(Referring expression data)
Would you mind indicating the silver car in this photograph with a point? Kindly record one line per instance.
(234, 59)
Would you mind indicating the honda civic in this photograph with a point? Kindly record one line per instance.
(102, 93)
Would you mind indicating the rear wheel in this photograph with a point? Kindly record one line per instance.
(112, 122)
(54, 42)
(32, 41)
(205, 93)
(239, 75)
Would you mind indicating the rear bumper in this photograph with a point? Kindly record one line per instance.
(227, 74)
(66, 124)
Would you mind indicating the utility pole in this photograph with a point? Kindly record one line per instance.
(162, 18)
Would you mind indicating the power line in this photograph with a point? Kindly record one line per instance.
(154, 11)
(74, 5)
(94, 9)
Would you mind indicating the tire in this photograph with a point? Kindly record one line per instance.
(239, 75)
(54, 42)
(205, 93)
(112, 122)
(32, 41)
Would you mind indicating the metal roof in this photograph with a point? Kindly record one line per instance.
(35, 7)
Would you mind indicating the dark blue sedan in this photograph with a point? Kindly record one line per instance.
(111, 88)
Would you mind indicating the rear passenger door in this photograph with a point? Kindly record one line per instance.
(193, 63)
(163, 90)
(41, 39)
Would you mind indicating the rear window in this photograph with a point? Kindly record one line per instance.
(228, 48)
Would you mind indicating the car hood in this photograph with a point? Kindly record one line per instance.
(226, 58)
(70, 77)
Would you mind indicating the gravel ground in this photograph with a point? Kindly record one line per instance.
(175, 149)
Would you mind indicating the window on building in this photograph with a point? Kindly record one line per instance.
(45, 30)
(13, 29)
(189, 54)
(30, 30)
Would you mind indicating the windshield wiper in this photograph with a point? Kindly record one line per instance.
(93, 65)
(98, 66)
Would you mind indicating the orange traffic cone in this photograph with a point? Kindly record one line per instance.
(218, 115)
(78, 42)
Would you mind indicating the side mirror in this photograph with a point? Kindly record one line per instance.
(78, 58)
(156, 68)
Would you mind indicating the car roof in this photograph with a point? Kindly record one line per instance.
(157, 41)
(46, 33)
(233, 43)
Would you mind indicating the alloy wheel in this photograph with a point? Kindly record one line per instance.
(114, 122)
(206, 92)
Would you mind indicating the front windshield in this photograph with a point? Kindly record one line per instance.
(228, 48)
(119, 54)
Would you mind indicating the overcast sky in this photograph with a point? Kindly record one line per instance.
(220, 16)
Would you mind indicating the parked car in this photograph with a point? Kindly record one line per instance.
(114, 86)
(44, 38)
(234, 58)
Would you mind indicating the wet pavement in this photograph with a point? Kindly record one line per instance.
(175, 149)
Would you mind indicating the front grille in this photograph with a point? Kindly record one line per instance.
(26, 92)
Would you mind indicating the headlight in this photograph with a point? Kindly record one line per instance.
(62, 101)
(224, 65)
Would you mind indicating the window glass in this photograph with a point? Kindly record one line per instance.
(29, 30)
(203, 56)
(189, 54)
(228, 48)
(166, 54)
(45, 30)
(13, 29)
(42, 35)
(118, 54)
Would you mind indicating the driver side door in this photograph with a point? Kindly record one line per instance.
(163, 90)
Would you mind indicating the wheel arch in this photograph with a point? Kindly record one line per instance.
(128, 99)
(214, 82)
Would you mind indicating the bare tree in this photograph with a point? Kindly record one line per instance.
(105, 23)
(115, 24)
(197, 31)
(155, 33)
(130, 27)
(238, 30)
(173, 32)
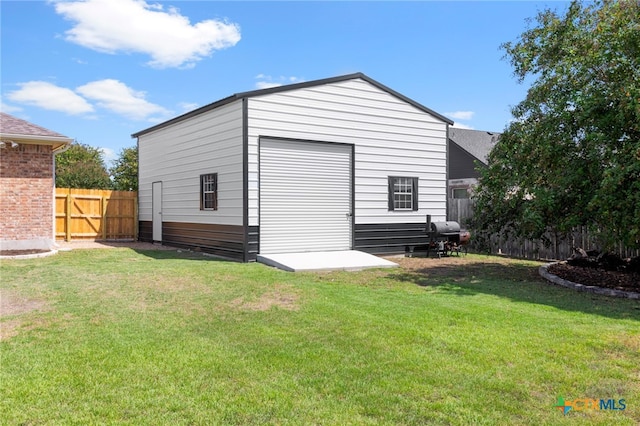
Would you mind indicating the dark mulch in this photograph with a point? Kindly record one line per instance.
(597, 277)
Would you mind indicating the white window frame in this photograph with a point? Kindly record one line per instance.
(208, 187)
(403, 193)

• _Assigned task_:
Print, exactly and without pictures, the lines from the one holding "Would you mind indicating the parked" through the last line of the entries above, both included.

• _Output for this task_:
Would you mind indicating the parked car in this photograph with a point? Kindly record one line per instance.
(114, 86)
(44, 38)
(234, 58)
Would you mind indicating the wet pavement in this photograph with a point? Kindly record one line per instance.
(175, 149)
Would you mind indicating the front grille in this photograph with a point? Kindly record one line per instance.
(26, 92)
Would you mind indicating the headlight in this photograph with a point? Kindly record one line per instance.
(62, 101)
(224, 65)
Would you mind indicating the window glass in this photograph with a point? Kindly record one line per instance.
(29, 30)
(203, 56)
(189, 54)
(228, 48)
(166, 54)
(45, 30)
(13, 29)
(42, 35)
(118, 54)
Would you mind indicating the driver side door in this photograph with a point? Kindly record one line per instance.
(163, 90)
Would you mind indicating the wheel arch in this photograph with a point? Kindly record one line per instance.
(128, 99)
(214, 82)
Would you mind indicating the bare tree in this photograph with a point? Kindly record one line per instance.
(105, 23)
(115, 24)
(197, 31)
(155, 33)
(130, 27)
(238, 30)
(173, 32)
Would you mind indicating the dark mulch in this photograph with a point? Kindly record one line per instance.
(597, 277)
Would you mind indicating the white window frame in this photograph with a point? Kindly record one line per instance.
(208, 187)
(403, 193)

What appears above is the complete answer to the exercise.